• [Request] Add -90 to every coordinate in the answer points, leaving numbers within the requests unchanged. Reproduce all lines from the start of the entries down to the line containing "point(541, 77)", requests included.

Stored items from a collection
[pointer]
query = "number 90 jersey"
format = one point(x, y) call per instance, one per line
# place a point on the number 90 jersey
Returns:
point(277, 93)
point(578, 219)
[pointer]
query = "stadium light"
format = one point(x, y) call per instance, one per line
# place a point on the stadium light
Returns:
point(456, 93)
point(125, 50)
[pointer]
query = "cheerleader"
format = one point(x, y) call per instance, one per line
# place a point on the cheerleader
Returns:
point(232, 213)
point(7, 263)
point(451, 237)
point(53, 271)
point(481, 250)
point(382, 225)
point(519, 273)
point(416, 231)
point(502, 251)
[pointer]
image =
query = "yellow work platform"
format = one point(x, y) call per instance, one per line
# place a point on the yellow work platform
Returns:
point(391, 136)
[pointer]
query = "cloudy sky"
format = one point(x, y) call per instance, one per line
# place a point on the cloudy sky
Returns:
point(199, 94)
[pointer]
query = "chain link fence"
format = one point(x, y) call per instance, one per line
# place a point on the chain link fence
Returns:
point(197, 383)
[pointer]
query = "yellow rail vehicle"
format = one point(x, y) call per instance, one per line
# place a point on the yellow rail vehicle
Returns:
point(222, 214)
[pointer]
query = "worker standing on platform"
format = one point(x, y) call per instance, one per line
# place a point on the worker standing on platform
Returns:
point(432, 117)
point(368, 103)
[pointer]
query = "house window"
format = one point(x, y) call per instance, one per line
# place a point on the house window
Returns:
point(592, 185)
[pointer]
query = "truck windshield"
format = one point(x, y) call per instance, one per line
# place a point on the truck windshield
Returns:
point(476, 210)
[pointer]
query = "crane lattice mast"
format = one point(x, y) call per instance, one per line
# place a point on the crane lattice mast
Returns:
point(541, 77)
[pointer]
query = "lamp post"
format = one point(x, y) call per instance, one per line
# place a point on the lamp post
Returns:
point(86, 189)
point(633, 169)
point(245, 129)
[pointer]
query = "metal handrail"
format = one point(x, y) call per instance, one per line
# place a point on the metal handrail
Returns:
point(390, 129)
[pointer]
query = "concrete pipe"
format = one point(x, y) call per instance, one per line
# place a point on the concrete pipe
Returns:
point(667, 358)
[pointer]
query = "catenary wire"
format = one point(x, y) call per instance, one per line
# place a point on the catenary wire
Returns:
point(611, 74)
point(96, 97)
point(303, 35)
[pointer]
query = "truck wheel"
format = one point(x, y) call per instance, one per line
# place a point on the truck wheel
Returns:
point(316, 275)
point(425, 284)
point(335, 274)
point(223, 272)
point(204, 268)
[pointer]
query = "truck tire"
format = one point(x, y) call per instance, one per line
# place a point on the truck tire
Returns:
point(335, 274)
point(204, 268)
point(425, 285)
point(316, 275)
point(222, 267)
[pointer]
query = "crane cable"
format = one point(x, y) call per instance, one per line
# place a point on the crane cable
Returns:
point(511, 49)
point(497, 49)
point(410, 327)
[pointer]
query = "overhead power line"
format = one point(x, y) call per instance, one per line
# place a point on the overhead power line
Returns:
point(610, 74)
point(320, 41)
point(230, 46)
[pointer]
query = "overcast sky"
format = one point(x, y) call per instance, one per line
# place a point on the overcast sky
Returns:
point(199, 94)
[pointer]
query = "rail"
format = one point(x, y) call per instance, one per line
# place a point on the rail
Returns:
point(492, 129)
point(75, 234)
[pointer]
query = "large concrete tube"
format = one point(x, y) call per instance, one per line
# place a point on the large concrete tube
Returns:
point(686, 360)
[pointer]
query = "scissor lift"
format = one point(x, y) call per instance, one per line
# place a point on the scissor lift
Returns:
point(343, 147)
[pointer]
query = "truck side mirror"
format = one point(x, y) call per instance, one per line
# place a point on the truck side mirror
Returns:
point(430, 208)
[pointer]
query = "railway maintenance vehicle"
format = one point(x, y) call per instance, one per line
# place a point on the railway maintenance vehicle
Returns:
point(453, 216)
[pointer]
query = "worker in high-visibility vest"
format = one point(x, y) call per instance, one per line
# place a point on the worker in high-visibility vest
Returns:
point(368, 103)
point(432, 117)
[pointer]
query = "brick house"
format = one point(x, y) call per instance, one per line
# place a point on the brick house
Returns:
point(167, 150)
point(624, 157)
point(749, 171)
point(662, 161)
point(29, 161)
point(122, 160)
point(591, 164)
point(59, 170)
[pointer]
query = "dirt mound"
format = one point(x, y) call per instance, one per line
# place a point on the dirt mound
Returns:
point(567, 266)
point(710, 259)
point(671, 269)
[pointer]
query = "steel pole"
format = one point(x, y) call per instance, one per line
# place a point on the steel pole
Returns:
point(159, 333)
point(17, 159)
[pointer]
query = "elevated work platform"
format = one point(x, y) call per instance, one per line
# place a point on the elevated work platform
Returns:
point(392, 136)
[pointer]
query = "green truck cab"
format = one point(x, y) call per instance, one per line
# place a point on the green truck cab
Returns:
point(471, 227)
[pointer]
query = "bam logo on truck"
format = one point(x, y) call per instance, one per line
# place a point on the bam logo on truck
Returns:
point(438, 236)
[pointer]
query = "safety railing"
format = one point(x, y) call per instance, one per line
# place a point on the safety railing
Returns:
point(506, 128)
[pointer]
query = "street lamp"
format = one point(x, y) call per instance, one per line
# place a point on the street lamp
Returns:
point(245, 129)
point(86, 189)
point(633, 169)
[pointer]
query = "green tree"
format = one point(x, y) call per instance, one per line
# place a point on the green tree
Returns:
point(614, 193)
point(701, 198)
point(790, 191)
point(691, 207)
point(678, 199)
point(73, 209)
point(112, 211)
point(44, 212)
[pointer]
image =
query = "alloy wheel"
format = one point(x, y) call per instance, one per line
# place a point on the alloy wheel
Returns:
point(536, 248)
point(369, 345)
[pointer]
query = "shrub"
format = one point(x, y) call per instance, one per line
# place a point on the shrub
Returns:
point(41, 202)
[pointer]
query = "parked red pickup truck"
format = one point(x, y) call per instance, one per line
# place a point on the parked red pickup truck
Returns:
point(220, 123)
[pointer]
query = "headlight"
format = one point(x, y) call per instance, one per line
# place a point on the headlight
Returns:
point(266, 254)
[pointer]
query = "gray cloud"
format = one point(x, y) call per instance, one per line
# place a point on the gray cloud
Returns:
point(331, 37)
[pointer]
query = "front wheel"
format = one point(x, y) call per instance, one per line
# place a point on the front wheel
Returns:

• [Answer below]
[pointer]
query = "number 90 jersey"
format = one point(x, y) call per instance, one per line
# place a point on the number 90 jersey
Returns:
point(187, 3)
point(488, 129)
[pointer]
query = "stadium light"
format = one point(x, y) call per instance, one per line
# place a point on the stadium light
Returns:
point(366, 3)
point(35, -40)
[pointer]
query = "cheerleader"
format = one point(x, y) call per instance, one per line
# place a point on the cheerleader
Returns:
point(142, 123)
point(-83, 173)
point(361, 147)
point(-37, 181)
point(391, 160)
point(292, 135)
point(429, 183)
point(326, 141)
point(412, 161)
[pointer]
image =
query = "yellow work platform"
format = one point(x, y) call per instance, one per line
# place a point on the yellow work platform
Returns:
point(301, 46)
[pointer]
query = "cloudy sky"
format = one point(x, y) call per instance, one per line
# place a point on the cloudy sky
Returns:
point(109, 4)
[pointer]
query = "chain link fence"
format = one point(x, y) call per instance, one per line
# place a point on the chain link fence
Returns:
point(107, 293)
[pointer]
query = "yellow rail vehicle"
format = one point(x, y) call per instance, one per line
# place a point on the yellow rail vehicle
Returns:
point(132, 124)
[pointer]
query = "worker standing on platform"
format = one point(x, y) call per instance, one per line
# place a point on the worker standing on platform
Returns:
point(342, 27)
point(278, 13)
[pointer]
query = "house window"
format = one point(x, y) call per instance, one per line
# place a point on the house window
Returns:
point(502, 95)
[pointer]
query = "truck windshield"
format = one point(x, y) call per instance, one per line
# place a point on the truck windshield
Returns:
point(386, 120)
[pointer]
query = "crane lattice mast"
format = one point(x, y) call per instance, one per line
# place a point on the crane lattice mast
Returns:
point(451, -13)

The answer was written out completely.